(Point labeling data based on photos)
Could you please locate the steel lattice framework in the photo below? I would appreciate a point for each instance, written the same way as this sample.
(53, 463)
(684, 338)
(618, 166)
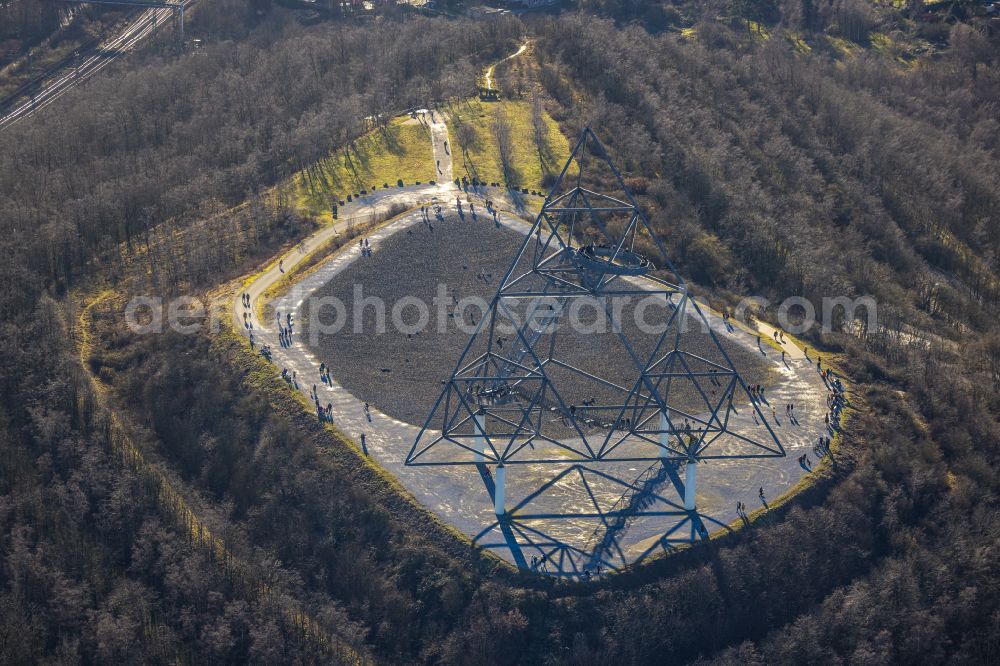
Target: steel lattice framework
(521, 400)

* Direction
Please copy all the records above word for word, leaving out the pictures.

* Written solution
Could you please locate the steel lattice framework in the photo below? I would appreciate a point for each instance, written the same way as this sample.
(53, 463)
(684, 338)
(618, 166)
Target: steel lattice framework
(521, 400)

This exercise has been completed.